Saved data entries

>>>

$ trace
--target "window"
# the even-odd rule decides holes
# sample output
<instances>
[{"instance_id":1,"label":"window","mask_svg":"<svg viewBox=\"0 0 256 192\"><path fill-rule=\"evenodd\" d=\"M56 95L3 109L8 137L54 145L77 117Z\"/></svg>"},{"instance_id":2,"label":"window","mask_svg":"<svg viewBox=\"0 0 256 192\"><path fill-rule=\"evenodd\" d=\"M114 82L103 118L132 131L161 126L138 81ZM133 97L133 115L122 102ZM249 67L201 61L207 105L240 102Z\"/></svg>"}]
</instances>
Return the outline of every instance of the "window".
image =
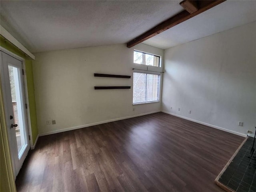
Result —
<instances>
[{"instance_id":1,"label":"window","mask_svg":"<svg viewBox=\"0 0 256 192\"><path fill-rule=\"evenodd\" d=\"M160 75L133 73L133 104L159 101Z\"/></svg>"},{"instance_id":2,"label":"window","mask_svg":"<svg viewBox=\"0 0 256 192\"><path fill-rule=\"evenodd\" d=\"M133 52L133 62L137 64L159 67L160 57L134 50Z\"/></svg>"}]
</instances>

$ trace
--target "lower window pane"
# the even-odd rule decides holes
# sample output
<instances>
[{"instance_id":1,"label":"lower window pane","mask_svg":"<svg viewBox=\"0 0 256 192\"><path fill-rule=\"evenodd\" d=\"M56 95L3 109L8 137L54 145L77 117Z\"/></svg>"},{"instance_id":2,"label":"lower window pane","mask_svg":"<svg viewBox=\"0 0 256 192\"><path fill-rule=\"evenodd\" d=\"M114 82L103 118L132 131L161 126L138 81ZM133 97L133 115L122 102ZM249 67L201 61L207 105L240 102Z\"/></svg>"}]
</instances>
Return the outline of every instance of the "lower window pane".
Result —
<instances>
[{"instance_id":1,"label":"lower window pane","mask_svg":"<svg viewBox=\"0 0 256 192\"><path fill-rule=\"evenodd\" d=\"M159 100L160 75L133 74L133 104Z\"/></svg>"}]
</instances>

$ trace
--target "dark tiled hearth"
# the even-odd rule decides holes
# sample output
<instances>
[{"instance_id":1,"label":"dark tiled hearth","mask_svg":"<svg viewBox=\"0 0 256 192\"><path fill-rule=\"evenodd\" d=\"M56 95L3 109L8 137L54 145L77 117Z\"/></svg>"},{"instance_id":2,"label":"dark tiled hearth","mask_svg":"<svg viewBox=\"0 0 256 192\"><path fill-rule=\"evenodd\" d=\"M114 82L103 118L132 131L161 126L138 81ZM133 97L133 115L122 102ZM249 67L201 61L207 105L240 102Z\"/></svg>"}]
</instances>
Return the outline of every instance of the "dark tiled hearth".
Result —
<instances>
[{"instance_id":1,"label":"dark tiled hearth","mask_svg":"<svg viewBox=\"0 0 256 192\"><path fill-rule=\"evenodd\" d=\"M253 142L247 139L219 180L237 192L256 192L256 160L248 157Z\"/></svg>"}]
</instances>

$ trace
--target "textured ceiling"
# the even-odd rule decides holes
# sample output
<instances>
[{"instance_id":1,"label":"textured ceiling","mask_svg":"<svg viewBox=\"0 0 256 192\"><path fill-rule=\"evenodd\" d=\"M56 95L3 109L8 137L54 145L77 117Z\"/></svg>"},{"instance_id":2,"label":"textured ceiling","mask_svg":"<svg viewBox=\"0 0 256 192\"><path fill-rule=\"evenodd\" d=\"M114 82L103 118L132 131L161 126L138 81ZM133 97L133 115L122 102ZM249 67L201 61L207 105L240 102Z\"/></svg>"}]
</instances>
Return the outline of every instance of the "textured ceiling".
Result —
<instances>
[{"instance_id":1,"label":"textured ceiling","mask_svg":"<svg viewBox=\"0 0 256 192\"><path fill-rule=\"evenodd\" d=\"M124 43L182 11L179 2L1 0L1 24L32 52Z\"/></svg>"},{"instance_id":2,"label":"textured ceiling","mask_svg":"<svg viewBox=\"0 0 256 192\"><path fill-rule=\"evenodd\" d=\"M1 25L32 52L124 43L183 9L180 1L0 1ZM144 43L166 49L256 20L229 0Z\"/></svg>"},{"instance_id":3,"label":"textured ceiling","mask_svg":"<svg viewBox=\"0 0 256 192\"><path fill-rule=\"evenodd\" d=\"M165 49L256 20L256 1L228 0L143 43Z\"/></svg>"}]
</instances>

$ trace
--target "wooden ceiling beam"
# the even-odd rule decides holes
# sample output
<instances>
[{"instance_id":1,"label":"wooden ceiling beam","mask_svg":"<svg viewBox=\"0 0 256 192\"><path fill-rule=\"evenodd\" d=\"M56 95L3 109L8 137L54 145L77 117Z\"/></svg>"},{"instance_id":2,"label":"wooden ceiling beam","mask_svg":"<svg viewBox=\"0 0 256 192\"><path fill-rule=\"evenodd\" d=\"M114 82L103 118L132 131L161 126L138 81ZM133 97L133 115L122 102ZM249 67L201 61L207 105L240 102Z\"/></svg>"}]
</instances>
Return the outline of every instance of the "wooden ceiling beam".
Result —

<<<

**PROMPT**
Show each line of the listing that contains the string "target".

**EXERCISE ANSWER**
--target "window"
--target "lower window pane"
--target "dark tiled hearth"
--target "textured ceiling"
--target "wooden ceiling beam"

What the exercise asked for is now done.